#### [TASKS TO CARRY OUT]
[1] In the passage on contract damages, why was the miller in Ashe v. De Roset not responsible for the value of the rice?
[2] Pick out each line of the records that contains the string "every", with case counting.

#### [EXCERPTED PASSAGE]
########

In Abbott v. Hatch, 13 Md. 333, the bargain was to build a flouring mill by a specified time, on failure to complete within the time the plaintiff claimed for the profits which he would have realized from the business. This was repudiated as too uncertain and contingent, and the rent pr value of the use, as of rental, was adopted, not because it was a certain criterion, but for the reason that it was approximately just. Mr. Powell, in his treaties on contracts, chapter 21, states the general principle thus: “ Such damages as are incidental to and directly caused by the breach, and may reasonably be presumed to have entered into the contemplation of the parties, and not speculative profits or accidental or consequential losses.” To this formula maybe reduced the case of Hadley v. Baxendale, 9 Exch. 341, and Hamilton v. McPherson, 28 N. Y. 76. In the last case the carrier was attempted to be held for injury caused to grain by heating after he had received the notice to forward it. He was guilty of negligence in the delay. The “ damage ” was not incidental to and caused by the delay. The direct cause was “ want of care in the warehousehe was, therefore, not liable for injury by the heating. In Palmer and Robertson v. Ohio and Mississippi R. R. Co., the effort was to secure the profits which would have been made in building Sipton locomotives, which were to be paid for as completed ; five were constructed and delivered, and the contractor suspended work because he was not paid for those finished. He failed because no case, said the court, could be found to that effect, unless the plaintiff had been prevented from going on with his work, by the positive affirmative act of the other party, or *481unless the other party has neglected to do some act without which the plaintiff could not, in the nature of things, go on with his contract, as where the place for the erection of the house is not pointed out, or materials not furnished as agreed to be.” Ashe v. De Roset, 5 N. C. 301. Rice was burnt in a mill where it had been deposited to be hulled; the miller was guilty of negligence in delaying the work, but was not responsible for the value of the rice, because the contingency of its destruction by fire was not in the contemplation of the parties. It was not a natural and incidental consequence of a breach of the contract.

########

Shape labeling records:
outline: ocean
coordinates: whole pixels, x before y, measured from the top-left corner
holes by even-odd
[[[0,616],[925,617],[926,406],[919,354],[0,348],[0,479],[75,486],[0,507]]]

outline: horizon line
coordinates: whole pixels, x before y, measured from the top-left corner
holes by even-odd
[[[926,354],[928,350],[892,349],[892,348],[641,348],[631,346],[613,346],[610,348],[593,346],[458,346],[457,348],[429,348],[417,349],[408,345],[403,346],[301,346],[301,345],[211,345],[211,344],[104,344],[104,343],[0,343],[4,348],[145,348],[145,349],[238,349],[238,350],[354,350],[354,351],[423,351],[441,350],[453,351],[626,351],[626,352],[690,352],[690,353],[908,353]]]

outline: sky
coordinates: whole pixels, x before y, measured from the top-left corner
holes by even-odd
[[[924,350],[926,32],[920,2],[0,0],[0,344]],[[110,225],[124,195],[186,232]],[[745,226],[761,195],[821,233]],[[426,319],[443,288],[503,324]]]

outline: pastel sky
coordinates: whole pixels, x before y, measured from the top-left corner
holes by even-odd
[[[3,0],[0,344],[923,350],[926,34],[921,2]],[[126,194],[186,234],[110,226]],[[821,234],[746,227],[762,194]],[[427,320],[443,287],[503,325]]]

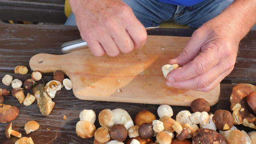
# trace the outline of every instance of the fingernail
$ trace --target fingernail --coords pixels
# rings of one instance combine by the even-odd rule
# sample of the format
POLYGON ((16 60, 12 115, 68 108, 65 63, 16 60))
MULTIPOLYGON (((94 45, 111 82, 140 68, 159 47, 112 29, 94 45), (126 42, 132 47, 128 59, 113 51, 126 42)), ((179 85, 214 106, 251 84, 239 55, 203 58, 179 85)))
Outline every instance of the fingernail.
POLYGON ((175 63, 177 62, 177 60, 178 60, 177 59, 177 58, 171 59, 171 60, 169 60, 169 63, 175 63))
POLYGON ((169 77, 167 79, 167 81, 169 82, 174 82, 175 80, 173 77, 169 77))

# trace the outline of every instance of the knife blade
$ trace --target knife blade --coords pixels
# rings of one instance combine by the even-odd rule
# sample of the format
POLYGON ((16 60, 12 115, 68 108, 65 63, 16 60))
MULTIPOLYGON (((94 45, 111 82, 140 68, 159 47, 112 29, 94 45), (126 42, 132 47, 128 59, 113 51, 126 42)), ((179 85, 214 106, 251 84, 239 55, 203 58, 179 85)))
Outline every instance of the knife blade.
MULTIPOLYGON (((146 30, 154 29, 159 26, 146 27, 146 30)), ((61 51, 63 53, 67 53, 73 51, 78 50, 85 48, 88 48, 87 43, 83 39, 77 39, 69 41, 63 44, 61 47, 61 51)))

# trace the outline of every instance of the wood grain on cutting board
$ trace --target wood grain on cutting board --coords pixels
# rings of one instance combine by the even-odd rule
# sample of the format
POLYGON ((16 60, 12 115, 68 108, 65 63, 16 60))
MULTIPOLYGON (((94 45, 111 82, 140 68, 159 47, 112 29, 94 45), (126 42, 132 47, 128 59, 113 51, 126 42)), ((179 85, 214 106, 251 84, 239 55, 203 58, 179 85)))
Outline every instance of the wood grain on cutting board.
POLYGON ((148 36, 143 48, 116 57, 96 57, 85 49, 61 55, 38 54, 29 64, 34 71, 63 72, 72 81, 75 96, 83 100, 189 106, 202 97, 214 105, 219 84, 207 93, 165 84, 162 66, 179 54, 189 38, 148 36))

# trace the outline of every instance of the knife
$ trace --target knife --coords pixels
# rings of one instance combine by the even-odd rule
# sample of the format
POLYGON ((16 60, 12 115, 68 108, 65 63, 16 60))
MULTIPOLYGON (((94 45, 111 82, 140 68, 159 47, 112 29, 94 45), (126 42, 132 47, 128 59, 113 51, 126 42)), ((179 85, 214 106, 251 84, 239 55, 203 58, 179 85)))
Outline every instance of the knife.
MULTIPOLYGON (((150 30, 159 27, 159 26, 146 27, 146 30, 150 30)), ((88 48, 87 43, 83 39, 79 39, 69 41, 63 44, 61 47, 61 51, 63 53, 67 53, 73 51, 88 48)))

########

#### [ANSWER SET]
[1] The contingency of the rice's destruction by fire was not in the contemplation of the parties.

[2]
# trace the outline of every instance of the fingernail
Outline every instance of the fingernail.
# trace the outline of every instance of the knife blade
Outline every instance of the knife blade.
# trace the outline of every instance of the wood grain on cutting board
Outline every instance of the wood grain on cutting board.
# trace the outline of every instance of the knife
Outline every instance of the knife.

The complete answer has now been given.